Sometime back in December I realized I was growing a beard. I’d set aside shaving for a few weeks, in part as a time-saving measure, in part because I was walking an extra twenty minutes in the cold each morning: in sympathy with NYU’s striking graduate students, including my three teaching assistants, I had relocated one of my classes to a radical theater space on the outer edge of the West Village, so as not to cross picket lines. My winter-whipped face needed a break.

I had other reasons too. More than ever since moving here, my life this year has synched up with my seaport surroundings. The neighborhood bar I frequent is often filled with what our group of regulars refers to fondly as “the boat people”: the crew of the South Street Seaport Museum’s historic schooner, the Pioneer, whose conga-line bar-singing antics I’ve mentioned here before. Their beards started creeping in with the cold. One new volunteer sailor even transformed himself in a matter of weeks from a two-tone, Vespa-riding ska kid, skinny tie and all, into the very image of Herman Melville:

Herman Melville, by Joseph Eaton, 1870

For others on the Pioneer’s crew, the winter growth seemed more natural, rhythmic, seasonal. And sexy, too, at least according to Stephanie, whose judgment certainly carried some weight.

I’d already noticed, last fall, that loads of my students were sporting what I think of as East Side “indie beards”: their first assertions of natural manhood, ironically inspired, perhaps, by a wave of fey freak-folksters like Devendra Banhart and Animal Collective, or perhaps by reigning psych heroes like My Morning Jacket. I myself favored Bonnie “Prince” Billy, the maritime-inflected godfather of all little bearded indie lads.

◆ GOALS:
1. In the beard essay, what historic schooner does the crew known as "the boat people" sail?
2. Please list every musician or band named in the beard essay.
3. From the beard essay, reproduce the passage that opens with the words containing "For others on" and closes with "carried some weight.".

◆ PROVIDED DATA:
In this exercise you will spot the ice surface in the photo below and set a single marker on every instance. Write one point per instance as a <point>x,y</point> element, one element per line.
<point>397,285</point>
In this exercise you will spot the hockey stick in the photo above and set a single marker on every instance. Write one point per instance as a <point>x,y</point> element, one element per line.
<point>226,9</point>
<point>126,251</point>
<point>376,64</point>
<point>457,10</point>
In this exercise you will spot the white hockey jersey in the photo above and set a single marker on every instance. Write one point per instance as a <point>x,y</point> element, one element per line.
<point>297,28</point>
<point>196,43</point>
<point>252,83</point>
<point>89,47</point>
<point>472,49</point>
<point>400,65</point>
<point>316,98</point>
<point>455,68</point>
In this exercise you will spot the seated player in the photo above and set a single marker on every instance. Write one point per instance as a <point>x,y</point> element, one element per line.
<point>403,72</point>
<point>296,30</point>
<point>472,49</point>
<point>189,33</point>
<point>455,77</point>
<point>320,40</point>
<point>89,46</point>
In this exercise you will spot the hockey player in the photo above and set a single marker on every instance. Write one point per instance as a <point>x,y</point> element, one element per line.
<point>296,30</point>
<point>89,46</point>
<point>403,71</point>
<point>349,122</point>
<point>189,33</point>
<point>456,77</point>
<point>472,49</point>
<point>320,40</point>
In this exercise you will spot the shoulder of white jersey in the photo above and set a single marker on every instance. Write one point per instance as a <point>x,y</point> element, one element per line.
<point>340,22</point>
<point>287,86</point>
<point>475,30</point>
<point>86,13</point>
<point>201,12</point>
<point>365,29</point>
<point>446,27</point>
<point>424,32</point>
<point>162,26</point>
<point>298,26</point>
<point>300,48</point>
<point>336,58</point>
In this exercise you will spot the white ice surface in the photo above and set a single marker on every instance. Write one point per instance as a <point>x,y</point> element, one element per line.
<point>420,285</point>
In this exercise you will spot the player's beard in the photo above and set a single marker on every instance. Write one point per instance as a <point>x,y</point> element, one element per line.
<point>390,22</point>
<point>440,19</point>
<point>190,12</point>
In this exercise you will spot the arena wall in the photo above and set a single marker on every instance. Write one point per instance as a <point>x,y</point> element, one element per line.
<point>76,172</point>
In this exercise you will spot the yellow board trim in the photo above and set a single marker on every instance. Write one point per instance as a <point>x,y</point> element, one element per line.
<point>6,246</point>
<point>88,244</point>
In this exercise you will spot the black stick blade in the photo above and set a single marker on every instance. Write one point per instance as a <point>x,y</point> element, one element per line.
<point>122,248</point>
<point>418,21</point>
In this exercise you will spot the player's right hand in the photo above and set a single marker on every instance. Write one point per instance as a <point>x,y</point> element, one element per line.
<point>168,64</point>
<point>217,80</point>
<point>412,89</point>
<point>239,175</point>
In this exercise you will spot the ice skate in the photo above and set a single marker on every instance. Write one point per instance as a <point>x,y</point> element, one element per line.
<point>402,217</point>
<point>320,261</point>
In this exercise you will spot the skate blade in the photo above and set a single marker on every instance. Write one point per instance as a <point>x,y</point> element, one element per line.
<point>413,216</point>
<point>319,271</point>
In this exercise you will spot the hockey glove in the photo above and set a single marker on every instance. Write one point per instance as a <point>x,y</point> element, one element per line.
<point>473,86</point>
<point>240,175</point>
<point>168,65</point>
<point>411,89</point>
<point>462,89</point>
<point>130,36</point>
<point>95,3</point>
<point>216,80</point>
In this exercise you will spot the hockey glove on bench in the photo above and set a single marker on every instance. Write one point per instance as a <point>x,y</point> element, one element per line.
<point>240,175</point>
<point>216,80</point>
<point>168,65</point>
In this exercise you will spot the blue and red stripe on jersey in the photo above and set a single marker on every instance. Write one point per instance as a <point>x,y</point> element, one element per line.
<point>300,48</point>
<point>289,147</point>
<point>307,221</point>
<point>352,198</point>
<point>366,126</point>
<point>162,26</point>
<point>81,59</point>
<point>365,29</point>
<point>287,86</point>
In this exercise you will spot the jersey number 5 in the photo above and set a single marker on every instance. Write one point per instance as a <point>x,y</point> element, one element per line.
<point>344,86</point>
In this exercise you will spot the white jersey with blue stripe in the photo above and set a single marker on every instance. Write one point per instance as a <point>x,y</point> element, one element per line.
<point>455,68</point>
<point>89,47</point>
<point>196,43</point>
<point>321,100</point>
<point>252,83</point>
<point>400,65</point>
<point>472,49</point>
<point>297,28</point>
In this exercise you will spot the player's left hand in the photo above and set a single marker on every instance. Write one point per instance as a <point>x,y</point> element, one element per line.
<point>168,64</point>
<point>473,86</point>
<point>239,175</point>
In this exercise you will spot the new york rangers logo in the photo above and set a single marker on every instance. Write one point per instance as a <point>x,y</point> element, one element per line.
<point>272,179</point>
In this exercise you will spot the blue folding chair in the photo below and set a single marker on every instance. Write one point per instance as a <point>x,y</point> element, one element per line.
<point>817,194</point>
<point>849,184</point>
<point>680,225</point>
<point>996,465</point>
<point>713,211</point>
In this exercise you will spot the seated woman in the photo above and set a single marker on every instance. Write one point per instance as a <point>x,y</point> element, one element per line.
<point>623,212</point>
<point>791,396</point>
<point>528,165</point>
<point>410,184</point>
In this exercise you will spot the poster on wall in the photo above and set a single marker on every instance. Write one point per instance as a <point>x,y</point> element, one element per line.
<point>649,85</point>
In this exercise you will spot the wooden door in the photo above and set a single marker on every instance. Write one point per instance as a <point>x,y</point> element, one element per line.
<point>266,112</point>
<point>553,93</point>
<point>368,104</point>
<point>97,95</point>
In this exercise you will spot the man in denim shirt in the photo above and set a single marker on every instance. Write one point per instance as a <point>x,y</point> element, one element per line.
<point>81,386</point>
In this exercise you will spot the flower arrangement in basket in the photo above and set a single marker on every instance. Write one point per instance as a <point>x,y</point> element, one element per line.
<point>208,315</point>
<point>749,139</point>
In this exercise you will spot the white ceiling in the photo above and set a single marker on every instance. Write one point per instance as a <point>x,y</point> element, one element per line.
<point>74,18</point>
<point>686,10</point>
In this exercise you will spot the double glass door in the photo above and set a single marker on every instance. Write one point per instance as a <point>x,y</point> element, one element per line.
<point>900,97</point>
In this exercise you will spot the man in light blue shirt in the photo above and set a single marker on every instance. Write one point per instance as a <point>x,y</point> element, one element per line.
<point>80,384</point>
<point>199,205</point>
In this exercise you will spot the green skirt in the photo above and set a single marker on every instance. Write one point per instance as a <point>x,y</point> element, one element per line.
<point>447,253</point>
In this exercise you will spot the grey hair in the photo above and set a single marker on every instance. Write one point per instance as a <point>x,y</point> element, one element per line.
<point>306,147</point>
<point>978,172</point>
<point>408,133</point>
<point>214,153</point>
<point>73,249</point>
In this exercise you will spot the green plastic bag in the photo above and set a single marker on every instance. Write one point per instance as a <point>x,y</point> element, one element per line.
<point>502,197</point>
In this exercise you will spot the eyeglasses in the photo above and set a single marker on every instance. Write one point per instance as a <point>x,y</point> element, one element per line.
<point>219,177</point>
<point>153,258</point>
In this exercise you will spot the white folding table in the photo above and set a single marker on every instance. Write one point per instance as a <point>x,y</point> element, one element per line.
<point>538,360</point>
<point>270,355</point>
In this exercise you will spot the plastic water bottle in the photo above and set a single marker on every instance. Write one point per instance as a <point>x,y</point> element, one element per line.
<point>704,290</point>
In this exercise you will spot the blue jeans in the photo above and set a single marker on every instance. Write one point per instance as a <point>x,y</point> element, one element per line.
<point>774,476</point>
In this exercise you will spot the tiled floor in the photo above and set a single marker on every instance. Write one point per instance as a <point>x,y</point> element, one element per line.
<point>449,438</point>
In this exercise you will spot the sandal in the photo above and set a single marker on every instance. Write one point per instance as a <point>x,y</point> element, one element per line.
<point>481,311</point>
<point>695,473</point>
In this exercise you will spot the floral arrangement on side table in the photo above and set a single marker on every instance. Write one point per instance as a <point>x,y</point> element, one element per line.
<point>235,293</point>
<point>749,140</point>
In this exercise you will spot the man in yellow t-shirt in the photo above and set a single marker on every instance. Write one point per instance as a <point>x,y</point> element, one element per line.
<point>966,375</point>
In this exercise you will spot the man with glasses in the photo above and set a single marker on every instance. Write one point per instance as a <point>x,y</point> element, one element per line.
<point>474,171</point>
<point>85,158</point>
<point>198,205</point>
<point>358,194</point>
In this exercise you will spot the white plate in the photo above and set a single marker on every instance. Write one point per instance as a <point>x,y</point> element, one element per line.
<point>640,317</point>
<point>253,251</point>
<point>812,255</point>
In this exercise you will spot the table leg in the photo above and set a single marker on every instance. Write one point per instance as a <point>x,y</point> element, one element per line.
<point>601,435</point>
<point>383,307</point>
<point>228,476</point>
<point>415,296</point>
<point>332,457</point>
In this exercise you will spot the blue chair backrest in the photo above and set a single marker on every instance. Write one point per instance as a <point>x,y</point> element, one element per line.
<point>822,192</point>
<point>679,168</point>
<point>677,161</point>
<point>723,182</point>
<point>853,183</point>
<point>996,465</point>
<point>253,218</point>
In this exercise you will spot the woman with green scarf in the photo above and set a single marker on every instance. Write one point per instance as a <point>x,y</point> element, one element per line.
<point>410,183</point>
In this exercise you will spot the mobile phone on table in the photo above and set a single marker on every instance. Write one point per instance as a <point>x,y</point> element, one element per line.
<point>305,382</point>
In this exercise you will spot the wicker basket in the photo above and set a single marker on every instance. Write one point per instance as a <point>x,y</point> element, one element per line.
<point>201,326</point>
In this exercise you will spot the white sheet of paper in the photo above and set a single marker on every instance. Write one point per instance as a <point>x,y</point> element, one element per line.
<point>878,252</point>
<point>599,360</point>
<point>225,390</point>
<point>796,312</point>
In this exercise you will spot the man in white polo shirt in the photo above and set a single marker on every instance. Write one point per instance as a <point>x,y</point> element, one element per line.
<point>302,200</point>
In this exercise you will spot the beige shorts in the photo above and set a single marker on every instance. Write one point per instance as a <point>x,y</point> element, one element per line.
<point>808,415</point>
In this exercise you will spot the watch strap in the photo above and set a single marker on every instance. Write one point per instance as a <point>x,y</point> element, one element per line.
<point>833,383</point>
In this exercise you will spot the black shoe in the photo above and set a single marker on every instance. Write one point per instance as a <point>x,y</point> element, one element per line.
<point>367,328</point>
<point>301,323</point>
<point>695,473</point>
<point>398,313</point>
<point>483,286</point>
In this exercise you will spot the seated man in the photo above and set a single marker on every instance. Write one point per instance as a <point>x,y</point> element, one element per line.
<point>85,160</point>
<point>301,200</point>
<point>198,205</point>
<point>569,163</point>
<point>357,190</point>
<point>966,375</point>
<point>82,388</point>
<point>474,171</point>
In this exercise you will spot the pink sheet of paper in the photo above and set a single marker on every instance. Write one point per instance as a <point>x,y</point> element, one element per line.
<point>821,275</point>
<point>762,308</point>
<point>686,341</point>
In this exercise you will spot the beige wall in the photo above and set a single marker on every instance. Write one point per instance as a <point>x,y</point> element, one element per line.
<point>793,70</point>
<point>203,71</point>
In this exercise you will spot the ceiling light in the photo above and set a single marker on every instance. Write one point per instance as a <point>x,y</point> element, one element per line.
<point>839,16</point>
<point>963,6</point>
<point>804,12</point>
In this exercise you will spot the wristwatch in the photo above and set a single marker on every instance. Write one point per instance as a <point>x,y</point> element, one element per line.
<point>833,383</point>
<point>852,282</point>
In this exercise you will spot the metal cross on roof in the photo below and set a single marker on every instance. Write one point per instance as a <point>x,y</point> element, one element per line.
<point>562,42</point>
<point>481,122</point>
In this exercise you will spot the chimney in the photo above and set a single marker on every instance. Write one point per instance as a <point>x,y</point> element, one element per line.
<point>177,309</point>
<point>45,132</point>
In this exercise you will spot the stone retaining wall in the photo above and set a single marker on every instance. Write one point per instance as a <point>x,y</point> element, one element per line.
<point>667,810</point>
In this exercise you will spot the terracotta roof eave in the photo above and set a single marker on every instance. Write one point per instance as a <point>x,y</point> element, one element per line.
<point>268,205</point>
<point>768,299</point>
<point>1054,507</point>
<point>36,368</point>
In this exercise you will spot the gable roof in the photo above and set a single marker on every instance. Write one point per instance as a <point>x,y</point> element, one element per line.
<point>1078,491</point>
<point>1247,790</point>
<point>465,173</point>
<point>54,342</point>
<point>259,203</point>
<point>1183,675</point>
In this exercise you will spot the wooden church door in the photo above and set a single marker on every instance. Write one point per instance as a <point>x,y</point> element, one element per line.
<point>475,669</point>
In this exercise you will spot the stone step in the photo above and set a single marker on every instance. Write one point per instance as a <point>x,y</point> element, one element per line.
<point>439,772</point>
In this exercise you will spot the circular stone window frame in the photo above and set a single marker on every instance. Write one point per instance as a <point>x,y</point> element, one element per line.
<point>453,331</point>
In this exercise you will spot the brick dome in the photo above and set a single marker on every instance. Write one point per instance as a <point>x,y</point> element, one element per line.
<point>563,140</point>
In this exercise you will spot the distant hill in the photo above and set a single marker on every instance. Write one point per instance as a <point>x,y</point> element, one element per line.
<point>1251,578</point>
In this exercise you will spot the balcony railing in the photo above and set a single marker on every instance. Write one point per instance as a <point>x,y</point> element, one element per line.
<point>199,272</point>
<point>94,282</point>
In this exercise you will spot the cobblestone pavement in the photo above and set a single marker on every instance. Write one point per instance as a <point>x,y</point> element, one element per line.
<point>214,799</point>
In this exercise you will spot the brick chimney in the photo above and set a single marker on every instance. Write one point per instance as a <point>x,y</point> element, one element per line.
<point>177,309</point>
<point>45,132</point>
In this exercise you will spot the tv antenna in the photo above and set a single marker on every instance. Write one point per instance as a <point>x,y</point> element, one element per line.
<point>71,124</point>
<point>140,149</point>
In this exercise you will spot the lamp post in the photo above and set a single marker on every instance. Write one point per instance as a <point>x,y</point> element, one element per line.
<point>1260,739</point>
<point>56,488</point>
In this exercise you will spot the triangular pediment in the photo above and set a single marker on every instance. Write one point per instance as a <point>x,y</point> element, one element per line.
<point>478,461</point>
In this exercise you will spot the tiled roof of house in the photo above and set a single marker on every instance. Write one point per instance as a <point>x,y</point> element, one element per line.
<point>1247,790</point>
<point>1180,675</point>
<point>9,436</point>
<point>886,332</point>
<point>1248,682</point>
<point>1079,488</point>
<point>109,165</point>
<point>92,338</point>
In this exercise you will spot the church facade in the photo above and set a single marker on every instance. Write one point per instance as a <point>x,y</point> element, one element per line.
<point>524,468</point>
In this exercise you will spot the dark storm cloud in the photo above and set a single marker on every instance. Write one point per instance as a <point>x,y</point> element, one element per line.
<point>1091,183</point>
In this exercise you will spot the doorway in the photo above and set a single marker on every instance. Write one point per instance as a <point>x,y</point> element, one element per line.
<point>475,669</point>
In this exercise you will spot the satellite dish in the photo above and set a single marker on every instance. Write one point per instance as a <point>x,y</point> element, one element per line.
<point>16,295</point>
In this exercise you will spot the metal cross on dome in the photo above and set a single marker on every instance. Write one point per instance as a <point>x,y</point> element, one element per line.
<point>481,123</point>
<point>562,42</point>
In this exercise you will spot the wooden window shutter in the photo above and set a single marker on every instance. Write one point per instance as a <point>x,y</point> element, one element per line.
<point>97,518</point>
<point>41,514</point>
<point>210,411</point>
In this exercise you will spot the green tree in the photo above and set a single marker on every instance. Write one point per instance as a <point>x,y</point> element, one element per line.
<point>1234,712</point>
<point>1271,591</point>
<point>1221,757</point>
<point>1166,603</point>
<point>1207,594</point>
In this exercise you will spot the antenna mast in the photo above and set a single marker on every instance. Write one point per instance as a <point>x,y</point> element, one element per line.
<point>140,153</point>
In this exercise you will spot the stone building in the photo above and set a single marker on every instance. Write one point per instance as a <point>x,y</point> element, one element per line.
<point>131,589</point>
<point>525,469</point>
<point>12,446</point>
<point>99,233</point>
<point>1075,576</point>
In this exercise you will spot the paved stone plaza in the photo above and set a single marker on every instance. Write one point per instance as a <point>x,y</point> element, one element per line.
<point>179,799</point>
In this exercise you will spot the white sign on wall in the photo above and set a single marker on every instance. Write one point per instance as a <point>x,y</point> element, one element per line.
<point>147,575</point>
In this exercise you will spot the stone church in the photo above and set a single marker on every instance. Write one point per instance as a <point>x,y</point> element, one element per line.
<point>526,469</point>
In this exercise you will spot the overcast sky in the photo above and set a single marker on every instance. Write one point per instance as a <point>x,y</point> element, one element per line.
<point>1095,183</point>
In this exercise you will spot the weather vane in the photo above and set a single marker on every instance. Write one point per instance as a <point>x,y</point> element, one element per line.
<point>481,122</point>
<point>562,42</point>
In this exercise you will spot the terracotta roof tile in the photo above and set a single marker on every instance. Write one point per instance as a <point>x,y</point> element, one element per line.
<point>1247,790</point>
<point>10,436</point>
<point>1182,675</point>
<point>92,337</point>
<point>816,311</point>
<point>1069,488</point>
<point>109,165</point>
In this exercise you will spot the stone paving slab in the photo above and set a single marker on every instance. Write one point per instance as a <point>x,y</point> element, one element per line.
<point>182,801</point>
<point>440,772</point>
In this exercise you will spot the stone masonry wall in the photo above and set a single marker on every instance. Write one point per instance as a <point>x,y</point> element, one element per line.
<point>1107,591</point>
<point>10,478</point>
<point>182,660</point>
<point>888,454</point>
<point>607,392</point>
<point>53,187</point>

◆ WRITTEN ANSWERS:
1. The Pioneer, the South Street Seaport Museum's historic schooner.

2.
Devendra Banhart
Animal Collective
My Morning Jacket
Bonnie "Prince" Billy

3.
For others on the Pioneer’s crew, the winter growth seemed more natural, rhythmic, seasonal. And sexy, too, at least according to Stephanie, whose judgment certainly carried some weight.